Exactly as written, retype the listing below, omitting the pictures.
++++++
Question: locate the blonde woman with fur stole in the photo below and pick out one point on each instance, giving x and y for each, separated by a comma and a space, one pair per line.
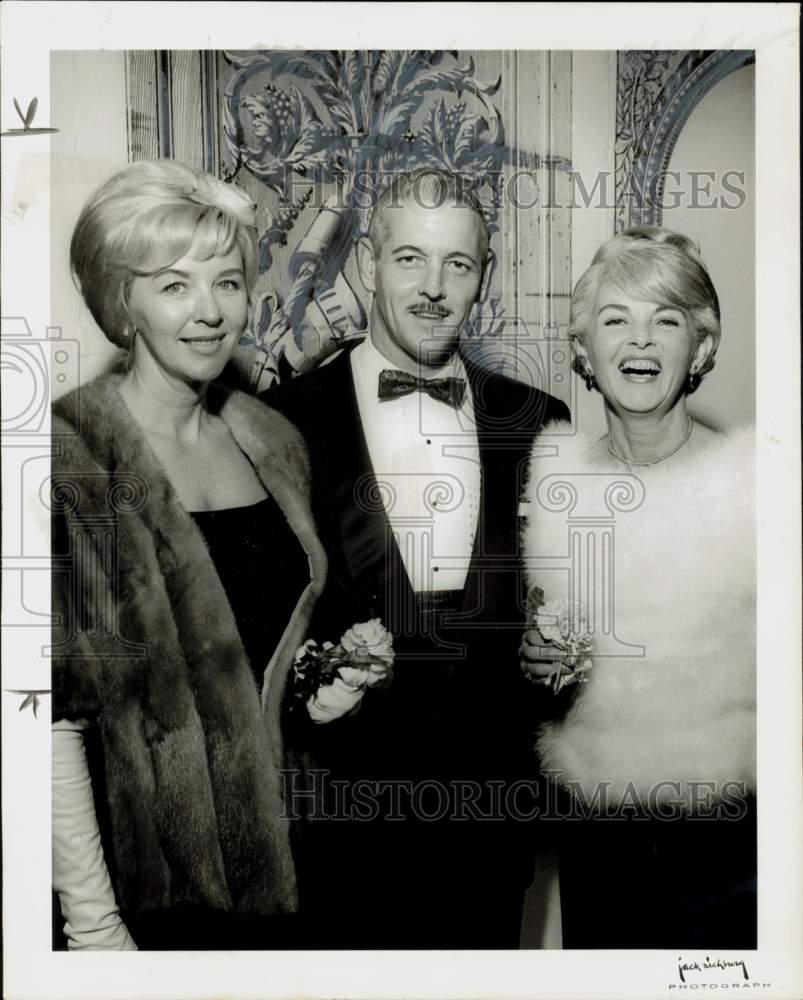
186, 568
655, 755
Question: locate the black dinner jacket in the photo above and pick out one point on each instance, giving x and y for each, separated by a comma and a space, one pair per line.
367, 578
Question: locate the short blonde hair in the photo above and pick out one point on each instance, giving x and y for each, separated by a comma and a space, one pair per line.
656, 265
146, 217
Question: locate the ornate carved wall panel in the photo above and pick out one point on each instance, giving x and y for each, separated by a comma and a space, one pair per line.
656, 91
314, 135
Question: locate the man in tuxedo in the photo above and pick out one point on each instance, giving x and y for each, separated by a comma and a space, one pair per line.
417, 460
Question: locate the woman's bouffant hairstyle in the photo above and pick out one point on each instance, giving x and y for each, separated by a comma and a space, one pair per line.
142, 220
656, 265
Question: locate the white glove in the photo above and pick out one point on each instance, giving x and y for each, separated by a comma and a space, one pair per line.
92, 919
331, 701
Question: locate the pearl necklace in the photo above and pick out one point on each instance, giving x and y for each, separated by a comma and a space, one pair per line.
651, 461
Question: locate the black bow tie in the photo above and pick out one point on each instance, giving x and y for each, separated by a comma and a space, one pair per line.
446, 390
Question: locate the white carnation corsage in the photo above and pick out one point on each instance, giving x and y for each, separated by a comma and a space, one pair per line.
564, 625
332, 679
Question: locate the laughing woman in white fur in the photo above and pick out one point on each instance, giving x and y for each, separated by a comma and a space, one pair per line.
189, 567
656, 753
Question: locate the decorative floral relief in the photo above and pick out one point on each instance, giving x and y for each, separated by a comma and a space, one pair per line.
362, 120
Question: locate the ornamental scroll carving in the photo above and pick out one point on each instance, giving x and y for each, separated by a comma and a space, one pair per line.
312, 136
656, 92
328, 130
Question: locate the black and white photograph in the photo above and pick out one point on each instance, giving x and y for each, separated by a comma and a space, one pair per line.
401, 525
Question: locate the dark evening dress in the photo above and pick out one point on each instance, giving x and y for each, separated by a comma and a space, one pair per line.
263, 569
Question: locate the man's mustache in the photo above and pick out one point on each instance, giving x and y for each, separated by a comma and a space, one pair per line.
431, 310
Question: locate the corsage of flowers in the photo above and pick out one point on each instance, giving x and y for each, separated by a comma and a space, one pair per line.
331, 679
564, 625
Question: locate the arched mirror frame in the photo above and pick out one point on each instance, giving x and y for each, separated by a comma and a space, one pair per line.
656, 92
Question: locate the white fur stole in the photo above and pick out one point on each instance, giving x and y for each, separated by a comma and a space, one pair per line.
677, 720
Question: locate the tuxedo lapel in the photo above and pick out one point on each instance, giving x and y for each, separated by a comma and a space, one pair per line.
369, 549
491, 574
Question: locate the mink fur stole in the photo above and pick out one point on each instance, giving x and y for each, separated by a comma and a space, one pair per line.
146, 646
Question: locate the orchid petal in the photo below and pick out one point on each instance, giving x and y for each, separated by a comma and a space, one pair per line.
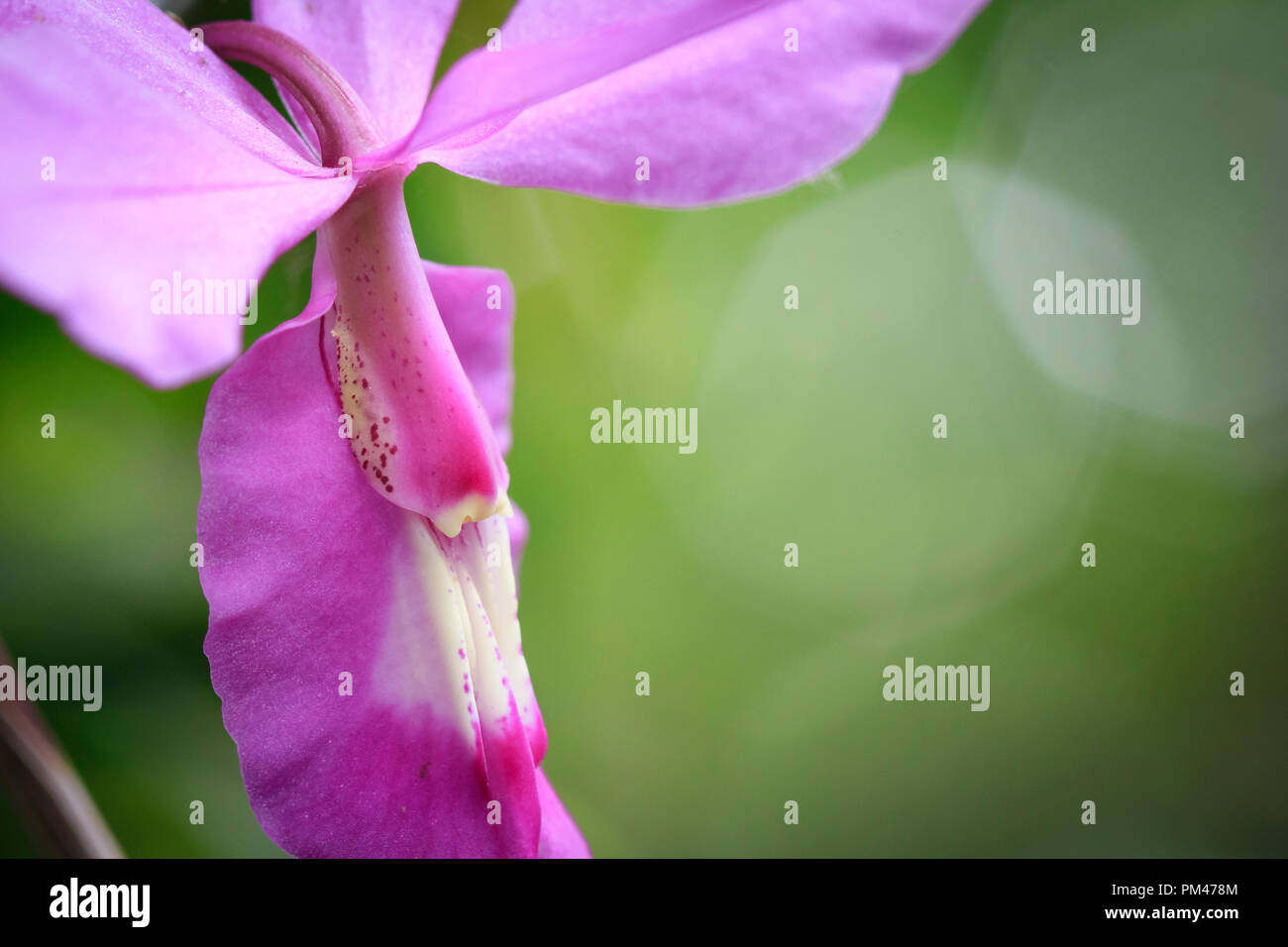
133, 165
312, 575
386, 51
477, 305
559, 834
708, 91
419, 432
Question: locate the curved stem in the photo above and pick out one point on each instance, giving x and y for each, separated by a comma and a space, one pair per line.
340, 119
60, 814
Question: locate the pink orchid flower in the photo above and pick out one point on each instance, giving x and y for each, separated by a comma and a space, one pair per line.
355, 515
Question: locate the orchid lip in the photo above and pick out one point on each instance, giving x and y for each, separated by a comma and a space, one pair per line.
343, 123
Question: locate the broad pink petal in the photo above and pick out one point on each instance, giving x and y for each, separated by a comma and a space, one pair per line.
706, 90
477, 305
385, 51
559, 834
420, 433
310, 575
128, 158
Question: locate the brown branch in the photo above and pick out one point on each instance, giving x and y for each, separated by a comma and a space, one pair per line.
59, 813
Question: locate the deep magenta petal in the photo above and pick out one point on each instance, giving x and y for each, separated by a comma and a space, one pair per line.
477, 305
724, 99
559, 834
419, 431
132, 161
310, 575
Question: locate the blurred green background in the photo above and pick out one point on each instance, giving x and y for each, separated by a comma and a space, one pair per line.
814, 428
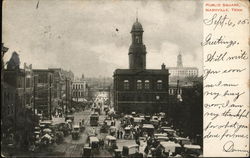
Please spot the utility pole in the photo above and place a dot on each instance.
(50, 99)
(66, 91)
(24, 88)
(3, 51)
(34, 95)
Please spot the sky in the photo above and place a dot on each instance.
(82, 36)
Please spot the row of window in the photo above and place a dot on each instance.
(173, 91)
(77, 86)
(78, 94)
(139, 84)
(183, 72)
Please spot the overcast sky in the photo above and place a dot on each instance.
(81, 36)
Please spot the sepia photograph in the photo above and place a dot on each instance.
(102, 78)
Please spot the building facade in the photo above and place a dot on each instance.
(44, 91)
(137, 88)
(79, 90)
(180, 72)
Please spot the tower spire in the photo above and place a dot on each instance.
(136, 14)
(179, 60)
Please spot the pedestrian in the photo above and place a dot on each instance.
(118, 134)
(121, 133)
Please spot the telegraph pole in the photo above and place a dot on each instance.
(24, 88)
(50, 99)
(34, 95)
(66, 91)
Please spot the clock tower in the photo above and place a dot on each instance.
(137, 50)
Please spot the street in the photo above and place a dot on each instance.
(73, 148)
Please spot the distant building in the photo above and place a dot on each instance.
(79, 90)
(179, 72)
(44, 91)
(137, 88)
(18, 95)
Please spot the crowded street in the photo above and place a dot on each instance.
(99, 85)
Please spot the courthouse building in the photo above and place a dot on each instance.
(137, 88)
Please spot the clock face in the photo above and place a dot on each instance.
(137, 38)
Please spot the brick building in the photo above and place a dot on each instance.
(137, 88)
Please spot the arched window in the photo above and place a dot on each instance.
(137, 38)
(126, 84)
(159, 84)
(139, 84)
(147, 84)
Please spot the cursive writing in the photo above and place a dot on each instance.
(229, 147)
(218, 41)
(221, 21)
++++++
Exercise response:
Question: locate the blonde woman with fur stole in the photo below and pick out one point on each instance, giving x and y for each, separated by a comma and a space, one pair per line.
186, 568
655, 755
Question: locate the black dinner jacket in the photo above and pick out one point on each instance, giving x and y for each, separated by a comma and a space, one pair per line.
367, 578
Question: locate the short blonde hair in the photo above and pick out one point on each instance, giving x and y for each, separated by a comma and a space, one pair per line.
656, 265
146, 217
Question: locate the ornate carved wall panel in the photo above and pick out one point on each instance, giving x and y for each, separated by a comma and a space, one pair per line.
656, 91
314, 135
Question: locate the man in tuxedo in the photo above and pick out one point on each instance, giving x and y for each, separated by a comma and a space, one pair per line.
417, 460
Question: locate the woman's bouffant hairstyle in the photo above and pick out one point on each instance, giving x and y for each, separated by a comma and a space, one pair per line.
142, 220
656, 265
Question: locate the white glove in the photo above and pick out one point on each instance, giving x and y for each, separated by a comma and a space, one pair per line.
92, 919
331, 701
Question: locate the pearl necklace in the photo above and pick out one point on each instance, giving x and y for each, separated by a comma and a space, one pair per line.
651, 461
Question: locate the black bow tie in the photo above and pick out one point on each instance, giving x and y for each, separated by a comma and a space, one pair per line.
446, 390
Question: locate the white carnation corsage in the photo above and pick out one point on each instance, giving x and y for each, separated by a comma and a space, one pair per line.
564, 625
332, 679
Question: locate the laughing woman in white fur in the photo above and pick out one point on each instance, giving x and y for each, separated by a comma and a space, one pair per line.
189, 567
656, 753
Question: locate the decorative floral relief in the photo above and pick out one point on each instance, giving x and y for each, separated by a comma and a space, one pair per line.
362, 120
Question: locate the ornamental scroll carving in the photo above and pick out one point on each instance, giving x and y for each, separated by a comma and a space, one pair per line.
312, 136
656, 92
328, 130
Question: locate the black and white photograph in the photo above and pick out one point on each instance, giving x and y for each, separated by a comma and a space, one pair per line.
401, 525
Question: locate the dark evening dress in the photo above and pick out one point on each instance, giving x and y for each, separated by a comma and a space, one pair per line.
263, 569
Question: locate the man's mustache in the photo above and pick out one point on each instance, giving x and y for each, separated by a comma and a space, one pair per line.
431, 310
Question: locate the corsage of flowers in the photo above and pick out one point on each instance, giving x and y for each, separated by a comma and a space, one pair per line.
331, 679
564, 625
Question: locate the arched mirror frame in the photo above and pick out one point on each instance, giving x and y for each, separated by a comma and a space, one pair per line.
656, 92
Question: locate the white fur stole in the photo above and pick out one point on each instance, giving x and y for each, separated by a comma and a space, one pair per line.
677, 720
Question: locate the tuxedo lapel in the photo above and pick out one point on each instance, giving x and y for each, separated by a comma and a space, one pair per line.
369, 549
491, 574
Question: locate the mink fur stole in the photo above and pick out one point on each instance, giving x and y for each, separated by a comma and a space, one pair per line.
146, 646
Question: locate the orchid petal in the photo below and pick out one point on each instance, giving x and y for each, separated by a comma and a space, one pair per line.
133, 165
312, 575
386, 51
477, 305
559, 834
708, 91
419, 432
Question: locate the curved stem in the photo above and pick out one point on each instance, giving x and y for each, separated by a comma and a space, one pair per line.
340, 119
60, 814
Question: locate the pink orchid flower in the photo above and pick out one point on each instance, giving x and y for each, separated by a comma and a space, one pair per line.
355, 515
Question: locate the orchid lip in the photo above and pick out one point on each instance, giving x and y for each, separated by a comma and a space, one pair per line.
343, 123
Question: locate the broad pink petal in the photo above and pick out one point on each instance, giving x and y for each, separated by a comma and a space, one pair per line.
706, 90
477, 305
385, 51
559, 834
420, 433
310, 575
128, 158
Question: locate the brown branch in the photo above and pick out one point on each instance, giving x and y for each, separated by a comma and a space, one pair per line.
59, 813
Question: locate the deep magenta petal in the photo above and pick out one point on each instance, giving x and y for each, separated by a comma and a space, one pair per line.
477, 305
724, 99
559, 834
419, 431
132, 161
310, 575
Question: locate the blurred green background in the photo above and pick out one point on each instance, giving x and y for each, separated by a comma and a space, one pair per line.
814, 428
Please spot the utility pole in the photo above and place a dot on each instance.
(50, 99)
(66, 91)
(24, 88)
(3, 51)
(34, 95)
Please spot the sky in the photo above and place a dot on each instance.
(82, 36)
Please spot the row of window in the photo above and place a dot on each instance.
(173, 91)
(77, 86)
(78, 94)
(139, 84)
(183, 72)
Please spot the overcast sky in the photo above and place a dot on each instance.
(81, 36)
Please spot the sepia photograph in the photo above and place a dot on each instance.
(102, 78)
Please spot the building facade in the photo above and place a dot on each instance.
(44, 91)
(137, 88)
(79, 90)
(180, 72)
Please spot the tower spire in the photo above and place a dot on each instance.
(136, 14)
(179, 60)
Please spot the pedestrian in the photo above and place a dot on each instance.
(118, 134)
(121, 133)
Please spot the telegraph pole in the photo above and place a dot on each instance.
(24, 88)
(50, 99)
(34, 95)
(66, 91)
Please spot the clock tower in the photo above and place a dot on each instance.
(137, 50)
Please spot the street in the photo above and place a dot on each instance.
(73, 148)
Please spot the distant building in the photo above and place a dot on each instance.
(79, 90)
(179, 72)
(44, 91)
(137, 88)
(18, 95)
Please spot the crowded street in the photo above and place a dot on each instance.
(99, 85)
Please spot the courthouse building in the photo above and place a dot on each instance.
(137, 88)
Please spot the clock face in the photo above and place a dot on each instance.
(137, 38)
Please spot the brick building in the photo above and place a dot on each instance.
(137, 88)
Please spot the arched window in the photo above and place a dot on each instance.
(137, 38)
(126, 84)
(159, 84)
(139, 84)
(147, 84)
Please spot the cursive writing in the photo above and place a dot on each instance.
(229, 147)
(218, 41)
(221, 21)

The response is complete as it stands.